#### Exercise input

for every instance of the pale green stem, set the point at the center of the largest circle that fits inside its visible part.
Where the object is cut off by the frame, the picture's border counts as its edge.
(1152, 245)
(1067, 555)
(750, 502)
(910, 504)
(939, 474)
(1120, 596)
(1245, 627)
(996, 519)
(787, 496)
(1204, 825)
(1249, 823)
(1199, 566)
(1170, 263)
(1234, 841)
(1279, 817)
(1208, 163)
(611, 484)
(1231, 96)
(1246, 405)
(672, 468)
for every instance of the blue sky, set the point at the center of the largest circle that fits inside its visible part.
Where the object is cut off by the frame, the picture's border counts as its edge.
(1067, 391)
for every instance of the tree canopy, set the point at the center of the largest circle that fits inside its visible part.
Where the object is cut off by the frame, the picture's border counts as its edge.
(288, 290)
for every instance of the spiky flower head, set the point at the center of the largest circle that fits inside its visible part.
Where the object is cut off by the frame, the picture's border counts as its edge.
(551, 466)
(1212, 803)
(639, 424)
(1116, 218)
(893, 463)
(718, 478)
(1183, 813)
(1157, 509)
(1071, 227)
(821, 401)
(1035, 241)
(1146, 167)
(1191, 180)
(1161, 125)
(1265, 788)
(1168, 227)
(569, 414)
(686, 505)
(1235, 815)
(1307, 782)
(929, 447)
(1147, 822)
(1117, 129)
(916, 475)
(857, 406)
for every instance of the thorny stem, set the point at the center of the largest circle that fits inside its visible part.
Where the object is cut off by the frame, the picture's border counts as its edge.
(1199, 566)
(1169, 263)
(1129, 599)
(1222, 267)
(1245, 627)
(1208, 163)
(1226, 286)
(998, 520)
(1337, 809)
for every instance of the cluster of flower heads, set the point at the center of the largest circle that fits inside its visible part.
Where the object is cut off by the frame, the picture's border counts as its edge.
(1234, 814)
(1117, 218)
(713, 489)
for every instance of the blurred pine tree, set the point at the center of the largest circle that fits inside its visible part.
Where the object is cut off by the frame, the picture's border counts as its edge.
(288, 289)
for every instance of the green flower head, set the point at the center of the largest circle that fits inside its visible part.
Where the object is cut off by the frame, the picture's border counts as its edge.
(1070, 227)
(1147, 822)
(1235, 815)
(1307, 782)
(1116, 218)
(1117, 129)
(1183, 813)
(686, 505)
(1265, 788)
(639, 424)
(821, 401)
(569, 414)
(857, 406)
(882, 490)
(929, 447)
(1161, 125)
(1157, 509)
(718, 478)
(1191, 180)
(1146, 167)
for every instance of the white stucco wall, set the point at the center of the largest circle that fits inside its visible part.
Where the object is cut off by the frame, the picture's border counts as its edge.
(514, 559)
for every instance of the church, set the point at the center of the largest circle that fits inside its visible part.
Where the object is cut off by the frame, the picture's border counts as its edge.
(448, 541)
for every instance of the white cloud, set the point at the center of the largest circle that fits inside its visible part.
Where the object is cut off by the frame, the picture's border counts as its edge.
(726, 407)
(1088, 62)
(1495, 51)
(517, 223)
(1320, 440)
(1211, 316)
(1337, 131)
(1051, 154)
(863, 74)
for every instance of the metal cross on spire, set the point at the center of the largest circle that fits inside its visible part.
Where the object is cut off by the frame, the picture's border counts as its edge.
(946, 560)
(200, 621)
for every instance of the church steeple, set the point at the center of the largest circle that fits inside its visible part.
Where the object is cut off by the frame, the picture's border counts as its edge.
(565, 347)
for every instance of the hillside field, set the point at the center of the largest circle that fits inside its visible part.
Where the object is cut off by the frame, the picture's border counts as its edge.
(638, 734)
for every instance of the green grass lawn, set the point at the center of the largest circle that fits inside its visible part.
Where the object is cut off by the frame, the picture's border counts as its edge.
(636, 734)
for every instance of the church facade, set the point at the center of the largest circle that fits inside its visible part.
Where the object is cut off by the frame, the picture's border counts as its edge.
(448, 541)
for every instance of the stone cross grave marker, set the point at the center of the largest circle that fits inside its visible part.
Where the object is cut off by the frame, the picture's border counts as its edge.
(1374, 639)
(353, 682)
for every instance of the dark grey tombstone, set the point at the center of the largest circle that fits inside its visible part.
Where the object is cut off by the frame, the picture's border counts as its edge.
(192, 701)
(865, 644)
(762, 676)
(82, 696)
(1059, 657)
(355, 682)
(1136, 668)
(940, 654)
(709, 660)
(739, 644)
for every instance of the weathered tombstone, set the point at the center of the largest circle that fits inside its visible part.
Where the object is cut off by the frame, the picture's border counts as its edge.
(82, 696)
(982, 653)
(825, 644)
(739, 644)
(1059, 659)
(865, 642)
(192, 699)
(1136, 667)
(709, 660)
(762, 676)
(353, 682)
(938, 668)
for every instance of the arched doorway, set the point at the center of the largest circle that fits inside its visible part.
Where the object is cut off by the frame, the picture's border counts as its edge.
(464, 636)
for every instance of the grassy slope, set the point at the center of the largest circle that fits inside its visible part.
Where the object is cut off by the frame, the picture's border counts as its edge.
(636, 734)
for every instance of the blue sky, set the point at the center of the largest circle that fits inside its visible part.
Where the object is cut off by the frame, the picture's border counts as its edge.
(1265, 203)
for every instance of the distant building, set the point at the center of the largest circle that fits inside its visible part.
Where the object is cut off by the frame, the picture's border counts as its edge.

########

From the line holding "for every instance of the green grass" to the last line of the records, quote each line exactly and add nothing.

for every instance of the green grass lawn, set the point at the center of the largest circle that fits inside its visible part.
Where the object is cut off by the frame, the picture's border counts as its edge.
(636, 734)
for every instance of the church facade, set the point at the center of the largest circle that fits inside its visible part.
Where the object is cut off by the frame, the picture's border counts as its edge.
(448, 541)
for every instance of the stone cross grave marker, set the point at the center of the largest circle that fits inside its visible part.
Where the object is cut off by the frame, the picture's border counts as its edge.
(1374, 639)
(353, 682)
for every instance of the dark grey tombstone, set the point at the center of the largest circle that fits inside its visible part.
Where the object is cut off by the frame, the picture's border counts as its edge.
(192, 701)
(865, 644)
(762, 676)
(82, 696)
(1059, 657)
(355, 682)
(1136, 668)
(940, 654)
(709, 660)
(739, 644)
for every instance of the weathered tombstone, set the point at the center of the largest circle that fits inside its visible part.
Where the object is cut off by the frame, the picture's border counts as its edge.
(82, 696)
(982, 653)
(825, 644)
(739, 644)
(1059, 659)
(865, 642)
(192, 699)
(1136, 667)
(709, 660)
(762, 676)
(353, 682)
(938, 668)
for every instance of the arched doorway, set the point at the center of the largest circle that fits inside its visible part.
Where the object is cut off by the frame, the picture's border counts as its edge.
(464, 636)
for every instance of the grassy slope, set the point at the center of the largest circle that fits inside its visible part.
Where the object is cut off by the frame, the picture's border counts as its edge.
(636, 734)
for every instance of the blue sky, set the point at the center of the largest circle that fits inside its visible part.
Where the object is cut off by the frame, the picture's border counts as its edge.
(1265, 203)
for every instance of the distant building, set the point at the center of the largest circle that fits inside its visible part.
Where the object is cut off by the frame, the picture's border counts as its edge.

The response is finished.